-- begin Records shown --

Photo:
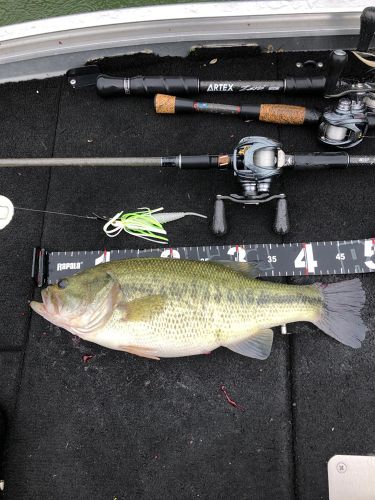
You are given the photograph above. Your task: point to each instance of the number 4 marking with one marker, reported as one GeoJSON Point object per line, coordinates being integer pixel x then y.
{"type": "Point", "coordinates": [305, 259]}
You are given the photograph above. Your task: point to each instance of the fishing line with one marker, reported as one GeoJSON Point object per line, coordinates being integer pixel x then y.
{"type": "Point", "coordinates": [144, 223]}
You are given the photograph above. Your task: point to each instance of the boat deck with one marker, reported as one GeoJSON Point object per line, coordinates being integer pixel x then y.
{"type": "Point", "coordinates": [122, 427]}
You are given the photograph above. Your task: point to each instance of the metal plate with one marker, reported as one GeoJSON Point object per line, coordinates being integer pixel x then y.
{"type": "Point", "coordinates": [351, 477]}
{"type": "Point", "coordinates": [49, 47]}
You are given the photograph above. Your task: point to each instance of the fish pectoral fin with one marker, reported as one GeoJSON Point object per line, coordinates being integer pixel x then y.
{"type": "Point", "coordinates": [145, 352]}
{"type": "Point", "coordinates": [257, 346]}
{"type": "Point", "coordinates": [249, 269]}
{"type": "Point", "coordinates": [143, 309]}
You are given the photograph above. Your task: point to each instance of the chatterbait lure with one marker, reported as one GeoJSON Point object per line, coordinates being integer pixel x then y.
{"type": "Point", "coordinates": [145, 223]}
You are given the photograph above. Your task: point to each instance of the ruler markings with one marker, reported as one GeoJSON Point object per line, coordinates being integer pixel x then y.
{"type": "Point", "coordinates": [278, 259]}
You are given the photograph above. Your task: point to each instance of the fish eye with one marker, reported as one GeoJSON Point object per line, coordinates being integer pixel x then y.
{"type": "Point", "coordinates": [62, 283]}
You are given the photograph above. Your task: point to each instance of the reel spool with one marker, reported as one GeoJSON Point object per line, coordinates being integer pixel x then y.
{"type": "Point", "coordinates": [346, 125]}
{"type": "Point", "coordinates": [256, 160]}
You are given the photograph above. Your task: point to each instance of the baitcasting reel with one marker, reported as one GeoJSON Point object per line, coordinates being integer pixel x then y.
{"type": "Point", "coordinates": [255, 161]}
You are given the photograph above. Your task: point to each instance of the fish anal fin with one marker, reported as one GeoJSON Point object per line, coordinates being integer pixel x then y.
{"type": "Point", "coordinates": [257, 346]}
{"type": "Point", "coordinates": [142, 309]}
{"type": "Point", "coordinates": [144, 352]}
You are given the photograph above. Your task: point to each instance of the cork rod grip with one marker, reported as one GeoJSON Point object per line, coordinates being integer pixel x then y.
{"type": "Point", "coordinates": [282, 114]}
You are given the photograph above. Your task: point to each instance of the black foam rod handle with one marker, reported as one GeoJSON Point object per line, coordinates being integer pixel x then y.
{"type": "Point", "coordinates": [336, 64]}
{"type": "Point", "coordinates": [281, 225]}
{"type": "Point", "coordinates": [367, 29]}
{"type": "Point", "coordinates": [219, 220]}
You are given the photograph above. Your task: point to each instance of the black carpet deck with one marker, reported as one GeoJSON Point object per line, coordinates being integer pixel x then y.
{"type": "Point", "coordinates": [129, 428]}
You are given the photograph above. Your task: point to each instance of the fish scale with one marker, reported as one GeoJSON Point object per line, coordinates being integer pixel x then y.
{"type": "Point", "coordinates": [167, 308]}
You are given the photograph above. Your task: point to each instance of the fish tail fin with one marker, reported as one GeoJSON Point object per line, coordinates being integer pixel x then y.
{"type": "Point", "coordinates": [341, 315]}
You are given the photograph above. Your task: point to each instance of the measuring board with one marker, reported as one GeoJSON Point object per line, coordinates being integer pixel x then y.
{"type": "Point", "coordinates": [281, 259]}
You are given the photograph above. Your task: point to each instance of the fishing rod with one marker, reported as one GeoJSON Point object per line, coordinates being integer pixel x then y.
{"type": "Point", "coordinates": [186, 85]}
{"type": "Point", "coordinates": [255, 161]}
{"type": "Point", "coordinates": [343, 126]}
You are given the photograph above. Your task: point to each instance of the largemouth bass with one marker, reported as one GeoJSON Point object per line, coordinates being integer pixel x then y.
{"type": "Point", "coordinates": [168, 308]}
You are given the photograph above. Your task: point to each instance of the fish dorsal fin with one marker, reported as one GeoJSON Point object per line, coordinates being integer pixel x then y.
{"type": "Point", "coordinates": [142, 309]}
{"type": "Point", "coordinates": [257, 346]}
{"type": "Point", "coordinates": [249, 269]}
{"type": "Point", "coordinates": [145, 352]}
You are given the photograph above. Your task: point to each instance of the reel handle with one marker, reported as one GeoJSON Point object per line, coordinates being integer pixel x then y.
{"type": "Point", "coordinates": [336, 64]}
{"type": "Point", "coordinates": [219, 220]}
{"type": "Point", "coordinates": [367, 29]}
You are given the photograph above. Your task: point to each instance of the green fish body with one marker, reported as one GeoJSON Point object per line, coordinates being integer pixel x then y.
{"type": "Point", "coordinates": [168, 308]}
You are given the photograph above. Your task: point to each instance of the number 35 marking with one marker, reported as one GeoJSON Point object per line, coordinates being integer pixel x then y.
{"type": "Point", "coordinates": [369, 252]}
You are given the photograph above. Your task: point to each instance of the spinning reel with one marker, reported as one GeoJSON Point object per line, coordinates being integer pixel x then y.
{"type": "Point", "coordinates": [255, 161]}
{"type": "Point", "coordinates": [346, 124]}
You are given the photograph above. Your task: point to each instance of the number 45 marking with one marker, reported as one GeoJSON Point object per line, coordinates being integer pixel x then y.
{"type": "Point", "coordinates": [305, 259]}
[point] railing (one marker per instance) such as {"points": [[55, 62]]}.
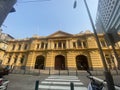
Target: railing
{"points": [[4, 84], [59, 72]]}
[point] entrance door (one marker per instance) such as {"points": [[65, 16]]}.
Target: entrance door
{"points": [[59, 62], [39, 64], [82, 62]]}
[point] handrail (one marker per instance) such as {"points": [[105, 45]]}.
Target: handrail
{"points": [[103, 81]]}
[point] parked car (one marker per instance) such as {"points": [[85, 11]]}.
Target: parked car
{"points": [[4, 71]]}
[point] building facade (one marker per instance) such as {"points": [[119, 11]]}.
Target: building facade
{"points": [[6, 6], [3, 44], [108, 14], [59, 50]]}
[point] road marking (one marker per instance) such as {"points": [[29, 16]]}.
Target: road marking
{"points": [[62, 80], [60, 87], [62, 83]]}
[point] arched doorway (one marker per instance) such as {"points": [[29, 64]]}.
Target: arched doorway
{"points": [[82, 62], [59, 62], [39, 64]]}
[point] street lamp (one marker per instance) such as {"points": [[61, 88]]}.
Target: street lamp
{"points": [[108, 76]]}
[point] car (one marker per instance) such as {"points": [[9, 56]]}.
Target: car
{"points": [[4, 71]]}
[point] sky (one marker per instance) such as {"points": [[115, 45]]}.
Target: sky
{"points": [[47, 17]]}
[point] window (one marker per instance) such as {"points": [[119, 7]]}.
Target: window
{"points": [[25, 46], [19, 47], [103, 43], [46, 45], [42, 45], [9, 59], [84, 44], [22, 59], [59, 45], [13, 48], [74, 45], [38, 46], [79, 44], [15, 60], [55, 45], [64, 45]]}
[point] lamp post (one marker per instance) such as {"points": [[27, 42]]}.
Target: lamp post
{"points": [[108, 76]]}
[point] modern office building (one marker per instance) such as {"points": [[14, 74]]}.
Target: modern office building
{"points": [[59, 50], [108, 16], [6, 6]]}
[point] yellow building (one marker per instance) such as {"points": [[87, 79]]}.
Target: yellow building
{"points": [[59, 50]]}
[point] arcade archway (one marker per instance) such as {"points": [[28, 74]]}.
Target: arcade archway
{"points": [[39, 64], [59, 62], [82, 62]]}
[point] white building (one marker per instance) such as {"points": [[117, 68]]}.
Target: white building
{"points": [[6, 6]]}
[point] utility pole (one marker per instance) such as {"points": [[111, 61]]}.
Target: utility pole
{"points": [[108, 76]]}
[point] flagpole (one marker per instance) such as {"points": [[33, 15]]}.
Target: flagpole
{"points": [[108, 76]]}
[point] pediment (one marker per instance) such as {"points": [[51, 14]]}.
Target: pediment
{"points": [[60, 34]]}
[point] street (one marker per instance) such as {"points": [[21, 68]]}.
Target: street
{"points": [[27, 82]]}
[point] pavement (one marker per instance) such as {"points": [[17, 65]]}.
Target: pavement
{"points": [[26, 81]]}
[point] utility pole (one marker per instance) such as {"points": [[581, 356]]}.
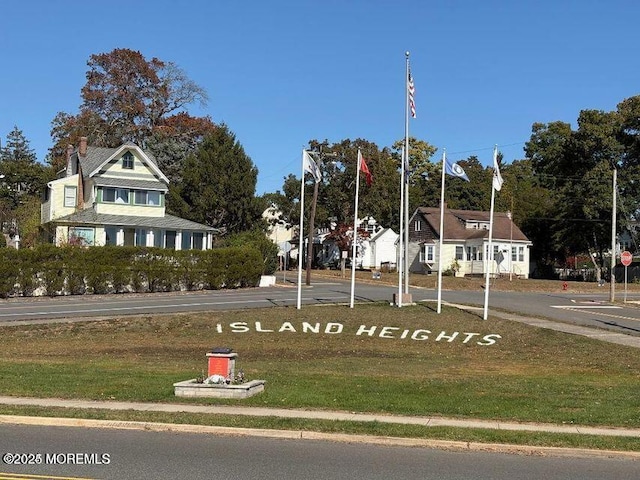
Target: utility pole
{"points": [[318, 157], [612, 293]]}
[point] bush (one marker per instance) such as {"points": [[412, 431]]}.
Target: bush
{"points": [[75, 270], [259, 241]]}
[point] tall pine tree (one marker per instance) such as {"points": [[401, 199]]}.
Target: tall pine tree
{"points": [[218, 185]]}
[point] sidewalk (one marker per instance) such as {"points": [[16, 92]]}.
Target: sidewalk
{"points": [[321, 415], [594, 333]]}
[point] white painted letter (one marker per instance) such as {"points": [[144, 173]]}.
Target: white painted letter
{"points": [[469, 336], [363, 329], [259, 328], [287, 327], [333, 328], [450, 338], [490, 339], [420, 335], [386, 332], [308, 328], [239, 327]]}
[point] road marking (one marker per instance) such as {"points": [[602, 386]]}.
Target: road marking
{"points": [[13, 476], [108, 310], [576, 307]]}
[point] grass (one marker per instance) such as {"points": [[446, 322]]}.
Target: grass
{"points": [[502, 283], [541, 439], [529, 374]]}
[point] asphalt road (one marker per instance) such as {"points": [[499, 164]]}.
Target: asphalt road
{"points": [[119, 454], [591, 310]]}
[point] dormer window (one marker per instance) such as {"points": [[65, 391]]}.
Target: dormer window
{"points": [[127, 161]]}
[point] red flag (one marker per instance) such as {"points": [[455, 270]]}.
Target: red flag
{"points": [[412, 90], [365, 169]]}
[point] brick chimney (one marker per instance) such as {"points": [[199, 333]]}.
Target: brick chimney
{"points": [[82, 149], [69, 170]]}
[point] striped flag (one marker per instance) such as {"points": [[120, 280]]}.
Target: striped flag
{"points": [[412, 90], [364, 168]]}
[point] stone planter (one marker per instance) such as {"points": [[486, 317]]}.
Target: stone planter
{"points": [[267, 280], [189, 388]]}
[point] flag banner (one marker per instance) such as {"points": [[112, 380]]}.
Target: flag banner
{"points": [[309, 166], [455, 170], [364, 168], [497, 178], [412, 90]]}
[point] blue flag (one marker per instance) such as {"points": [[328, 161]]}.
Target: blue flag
{"points": [[455, 170]]}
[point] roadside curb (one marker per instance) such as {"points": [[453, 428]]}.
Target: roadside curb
{"points": [[318, 436]]}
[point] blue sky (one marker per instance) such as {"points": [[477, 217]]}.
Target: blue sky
{"points": [[280, 73]]}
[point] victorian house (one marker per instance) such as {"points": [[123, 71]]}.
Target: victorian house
{"points": [[466, 243], [116, 196]]}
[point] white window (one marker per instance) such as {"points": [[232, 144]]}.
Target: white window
{"points": [[127, 161], [115, 195], [112, 235], [81, 236], [197, 240], [141, 237], [140, 197], [122, 195], [186, 240], [429, 253], [70, 196], [153, 198]]}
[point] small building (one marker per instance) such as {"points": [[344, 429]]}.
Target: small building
{"points": [[116, 196], [466, 243]]}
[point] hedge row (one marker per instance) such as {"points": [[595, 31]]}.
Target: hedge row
{"points": [[50, 270]]}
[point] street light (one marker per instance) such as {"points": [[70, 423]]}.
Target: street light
{"points": [[318, 157]]}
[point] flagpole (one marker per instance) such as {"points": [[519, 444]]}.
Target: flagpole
{"points": [[400, 236], [490, 252], [301, 236], [406, 179], [441, 245], [355, 232]]}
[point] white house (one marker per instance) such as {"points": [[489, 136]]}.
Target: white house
{"points": [[116, 196], [466, 243]]}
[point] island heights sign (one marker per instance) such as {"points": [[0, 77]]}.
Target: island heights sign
{"points": [[337, 328]]}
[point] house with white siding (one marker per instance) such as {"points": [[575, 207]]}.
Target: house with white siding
{"points": [[466, 243], [116, 196]]}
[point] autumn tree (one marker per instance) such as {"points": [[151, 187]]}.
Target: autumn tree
{"points": [[218, 185], [129, 98], [578, 165], [22, 180]]}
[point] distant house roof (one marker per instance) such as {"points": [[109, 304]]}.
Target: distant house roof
{"points": [[455, 222], [89, 216], [128, 183], [97, 157]]}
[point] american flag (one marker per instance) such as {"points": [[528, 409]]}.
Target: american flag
{"points": [[412, 90]]}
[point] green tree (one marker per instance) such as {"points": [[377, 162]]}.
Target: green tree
{"points": [[578, 166], [22, 179], [128, 98], [218, 185]]}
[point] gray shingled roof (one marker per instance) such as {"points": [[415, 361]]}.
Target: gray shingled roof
{"points": [[89, 216], [96, 156], [454, 224], [128, 183]]}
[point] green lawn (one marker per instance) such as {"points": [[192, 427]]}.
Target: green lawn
{"points": [[528, 374]]}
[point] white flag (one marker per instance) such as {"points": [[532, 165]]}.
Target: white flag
{"points": [[309, 166], [497, 178]]}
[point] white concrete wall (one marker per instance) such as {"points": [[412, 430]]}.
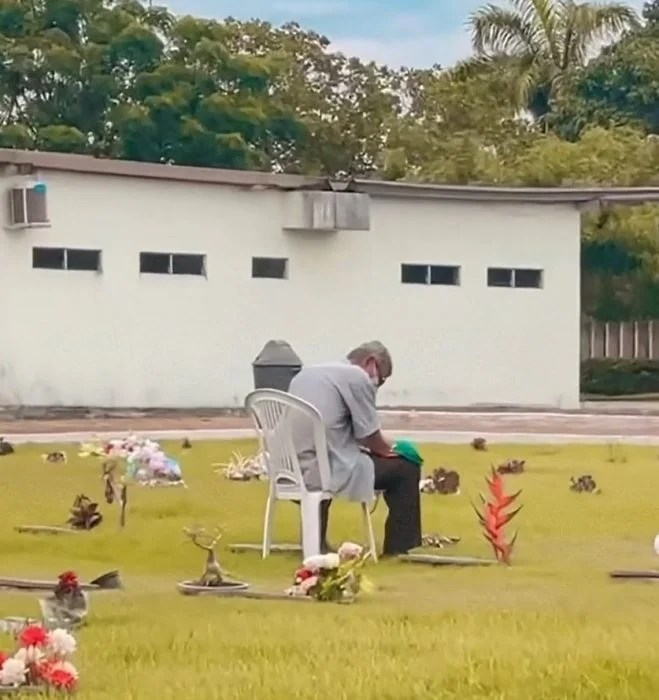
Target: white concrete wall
{"points": [[120, 339]]}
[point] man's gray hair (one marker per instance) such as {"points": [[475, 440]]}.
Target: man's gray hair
{"points": [[376, 349]]}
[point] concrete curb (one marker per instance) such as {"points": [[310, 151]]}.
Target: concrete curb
{"points": [[420, 436]]}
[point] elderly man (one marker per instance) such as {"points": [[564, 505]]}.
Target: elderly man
{"points": [[361, 459]]}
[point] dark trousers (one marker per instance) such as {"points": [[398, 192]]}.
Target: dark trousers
{"points": [[399, 480]]}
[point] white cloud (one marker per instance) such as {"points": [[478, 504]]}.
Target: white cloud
{"points": [[305, 8], [413, 45], [418, 51]]}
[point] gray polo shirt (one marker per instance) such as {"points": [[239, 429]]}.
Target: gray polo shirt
{"points": [[345, 398]]}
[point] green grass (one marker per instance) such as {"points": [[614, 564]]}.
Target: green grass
{"points": [[551, 626]]}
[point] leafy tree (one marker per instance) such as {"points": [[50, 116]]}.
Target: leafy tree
{"points": [[346, 106], [456, 128], [620, 86], [121, 79], [542, 42]]}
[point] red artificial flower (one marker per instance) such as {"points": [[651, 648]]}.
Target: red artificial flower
{"points": [[33, 636], [303, 574], [59, 678]]}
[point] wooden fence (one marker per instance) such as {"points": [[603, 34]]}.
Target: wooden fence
{"points": [[630, 340]]}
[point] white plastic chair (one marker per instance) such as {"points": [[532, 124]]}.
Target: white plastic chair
{"points": [[273, 412]]}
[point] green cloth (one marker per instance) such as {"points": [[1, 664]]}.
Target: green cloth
{"points": [[407, 450]]}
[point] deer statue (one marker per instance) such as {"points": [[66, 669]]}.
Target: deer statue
{"points": [[201, 538]]}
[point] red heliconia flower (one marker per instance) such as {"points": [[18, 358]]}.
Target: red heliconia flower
{"points": [[494, 518], [33, 636]]}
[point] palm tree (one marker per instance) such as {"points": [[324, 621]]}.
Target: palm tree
{"points": [[543, 42]]}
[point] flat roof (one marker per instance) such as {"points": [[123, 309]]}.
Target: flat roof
{"points": [[67, 162]]}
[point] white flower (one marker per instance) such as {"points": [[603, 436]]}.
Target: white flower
{"points": [[350, 550], [61, 643], [13, 672], [331, 561], [314, 563], [28, 655]]}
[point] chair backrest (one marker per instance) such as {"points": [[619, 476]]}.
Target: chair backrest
{"points": [[275, 413]]}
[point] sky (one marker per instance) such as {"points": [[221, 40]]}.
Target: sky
{"points": [[415, 33]]}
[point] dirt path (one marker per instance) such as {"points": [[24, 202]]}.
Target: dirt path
{"points": [[568, 424]]}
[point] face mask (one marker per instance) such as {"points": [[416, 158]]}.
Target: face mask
{"points": [[375, 378]]}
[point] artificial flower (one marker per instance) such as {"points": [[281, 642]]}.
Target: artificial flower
{"points": [[315, 563], [61, 643], [350, 550], [308, 584], [29, 655], [33, 636], [332, 561], [303, 574], [61, 675], [62, 680], [13, 672]]}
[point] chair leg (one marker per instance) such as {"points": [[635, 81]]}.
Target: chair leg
{"points": [[310, 527], [268, 526], [368, 526]]}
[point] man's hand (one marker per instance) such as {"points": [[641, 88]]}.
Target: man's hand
{"points": [[378, 446]]}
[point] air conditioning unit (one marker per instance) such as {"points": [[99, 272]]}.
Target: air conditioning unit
{"points": [[313, 211], [27, 206]]}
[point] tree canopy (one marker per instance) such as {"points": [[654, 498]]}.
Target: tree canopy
{"points": [[558, 92]]}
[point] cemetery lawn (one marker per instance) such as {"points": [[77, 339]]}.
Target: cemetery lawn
{"points": [[551, 626]]}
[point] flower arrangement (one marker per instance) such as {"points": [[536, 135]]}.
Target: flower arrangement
{"points": [[146, 462], [441, 481], [41, 661], [584, 484], [240, 468], [334, 577], [494, 517], [512, 466], [69, 604]]}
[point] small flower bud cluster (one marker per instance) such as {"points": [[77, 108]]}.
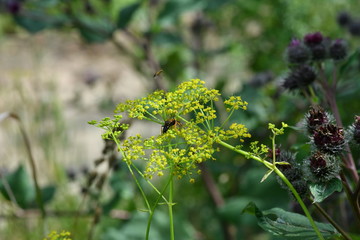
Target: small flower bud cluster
{"points": [[328, 142], [303, 54], [354, 131], [188, 131], [348, 22]]}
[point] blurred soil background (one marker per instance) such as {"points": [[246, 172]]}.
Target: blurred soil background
{"points": [[56, 81]]}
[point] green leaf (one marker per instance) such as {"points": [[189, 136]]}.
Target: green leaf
{"points": [[289, 225], [21, 187], [126, 14], [164, 38], [321, 191]]}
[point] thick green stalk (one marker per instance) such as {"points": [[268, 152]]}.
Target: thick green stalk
{"points": [[170, 205], [281, 175], [153, 209], [300, 201]]}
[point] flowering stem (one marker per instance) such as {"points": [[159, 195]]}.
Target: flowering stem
{"points": [[331, 99], [300, 201], [282, 176], [170, 205], [153, 209], [322, 211]]}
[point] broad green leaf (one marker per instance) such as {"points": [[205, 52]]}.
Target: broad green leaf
{"points": [[21, 186], [289, 225], [321, 191], [126, 14], [164, 38]]}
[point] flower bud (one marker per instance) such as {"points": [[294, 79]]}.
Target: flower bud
{"points": [[13, 6], [338, 50], [355, 130], [297, 53], [317, 45], [315, 118], [322, 167], [313, 39], [354, 28], [329, 139], [343, 19], [300, 77]]}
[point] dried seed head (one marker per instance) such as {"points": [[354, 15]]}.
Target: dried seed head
{"points": [[329, 139], [316, 117], [322, 167]]}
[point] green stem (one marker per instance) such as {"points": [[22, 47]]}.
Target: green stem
{"points": [[170, 205], [300, 201], [322, 211], [153, 209], [39, 198], [140, 188], [281, 175]]}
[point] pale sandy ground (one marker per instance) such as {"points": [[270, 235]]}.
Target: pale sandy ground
{"points": [[49, 71]]}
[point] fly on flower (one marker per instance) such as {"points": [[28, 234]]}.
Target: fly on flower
{"points": [[168, 124], [157, 74]]}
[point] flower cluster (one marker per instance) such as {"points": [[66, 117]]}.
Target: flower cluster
{"points": [[189, 132], [328, 142], [323, 167], [188, 97], [354, 131], [54, 235]]}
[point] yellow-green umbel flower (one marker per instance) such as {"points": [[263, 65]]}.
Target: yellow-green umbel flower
{"points": [[188, 133]]}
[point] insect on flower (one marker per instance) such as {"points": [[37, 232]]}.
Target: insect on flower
{"points": [[157, 74], [168, 124]]}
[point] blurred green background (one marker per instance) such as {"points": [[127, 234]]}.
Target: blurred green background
{"points": [[63, 63]]}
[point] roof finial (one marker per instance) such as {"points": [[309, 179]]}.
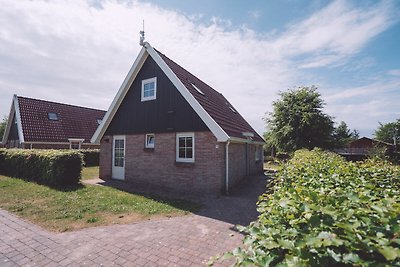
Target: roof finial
{"points": [[142, 36]]}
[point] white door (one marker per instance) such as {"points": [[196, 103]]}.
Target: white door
{"points": [[118, 169]]}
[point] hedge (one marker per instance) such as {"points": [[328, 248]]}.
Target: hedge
{"points": [[324, 211], [90, 157], [50, 167]]}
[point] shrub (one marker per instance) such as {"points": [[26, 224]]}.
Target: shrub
{"points": [[282, 156], [51, 167], [324, 211], [90, 157]]}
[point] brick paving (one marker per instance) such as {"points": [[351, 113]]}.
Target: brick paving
{"points": [[180, 241]]}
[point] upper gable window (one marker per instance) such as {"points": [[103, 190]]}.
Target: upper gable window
{"points": [[52, 116], [197, 89], [149, 89]]}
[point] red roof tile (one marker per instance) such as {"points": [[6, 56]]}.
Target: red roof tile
{"points": [[73, 121], [216, 105]]}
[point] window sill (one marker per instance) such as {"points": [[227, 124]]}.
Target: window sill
{"points": [[184, 164]]}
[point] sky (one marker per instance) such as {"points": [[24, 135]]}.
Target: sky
{"points": [[79, 52]]}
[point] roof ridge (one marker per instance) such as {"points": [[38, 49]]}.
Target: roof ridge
{"points": [[58, 103]]}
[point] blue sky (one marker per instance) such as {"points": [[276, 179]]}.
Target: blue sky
{"points": [[79, 52]]}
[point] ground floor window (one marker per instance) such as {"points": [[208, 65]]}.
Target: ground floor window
{"points": [[185, 147], [150, 140]]}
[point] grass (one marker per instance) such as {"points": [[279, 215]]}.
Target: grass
{"points": [[83, 206], [90, 173]]}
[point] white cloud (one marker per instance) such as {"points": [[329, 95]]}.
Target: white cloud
{"points": [[79, 53], [335, 32]]}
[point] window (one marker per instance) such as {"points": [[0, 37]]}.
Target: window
{"points": [[75, 143], [150, 139], [52, 116], [149, 89], [185, 147], [197, 89], [119, 152]]}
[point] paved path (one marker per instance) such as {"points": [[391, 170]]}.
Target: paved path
{"points": [[181, 241]]}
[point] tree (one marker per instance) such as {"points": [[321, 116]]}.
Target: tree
{"points": [[298, 121], [342, 135], [3, 125], [388, 132]]}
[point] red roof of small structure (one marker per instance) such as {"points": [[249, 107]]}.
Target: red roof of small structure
{"points": [[73, 121], [216, 105]]}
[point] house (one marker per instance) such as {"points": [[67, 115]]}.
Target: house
{"points": [[360, 149], [35, 123], [167, 129]]}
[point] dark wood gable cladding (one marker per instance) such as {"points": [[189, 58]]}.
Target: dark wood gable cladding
{"points": [[169, 112], [13, 135]]}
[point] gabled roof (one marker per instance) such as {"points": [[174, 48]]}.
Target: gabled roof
{"points": [[34, 125], [223, 120]]}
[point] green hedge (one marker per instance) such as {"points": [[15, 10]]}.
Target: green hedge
{"points": [[90, 157], [51, 167], [324, 211]]}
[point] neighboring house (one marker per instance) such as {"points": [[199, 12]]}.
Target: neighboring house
{"points": [[35, 123], [359, 149], [167, 129]]}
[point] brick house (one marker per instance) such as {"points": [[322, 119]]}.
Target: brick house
{"points": [[169, 130], [34, 123]]}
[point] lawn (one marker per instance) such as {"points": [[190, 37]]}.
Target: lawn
{"points": [[83, 206]]}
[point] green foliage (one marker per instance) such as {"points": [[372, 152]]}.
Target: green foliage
{"points": [[51, 167], [298, 121], [342, 135], [3, 125], [324, 211], [387, 132], [90, 157]]}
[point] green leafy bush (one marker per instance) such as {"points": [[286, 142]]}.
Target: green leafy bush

-- end Records shown --

Render as a JSON list of strings, one per line with blank lines left out, the records starting at the line containing "[point] green foliage" and ending at the end of the records.

Expected output:
[
  "[point] green foliage (one marker per instance) such as {\"points\": [[372, 152]]}.",
  "Target: green foliage",
  "{\"points\": [[51, 167], [298, 121], [342, 135], [3, 125], [324, 211], [387, 132], [90, 157]]}",
  "[point] green leafy bush (one marker per instance) such as {\"points\": [[286, 142]]}.",
  "Target: green leafy bush"
]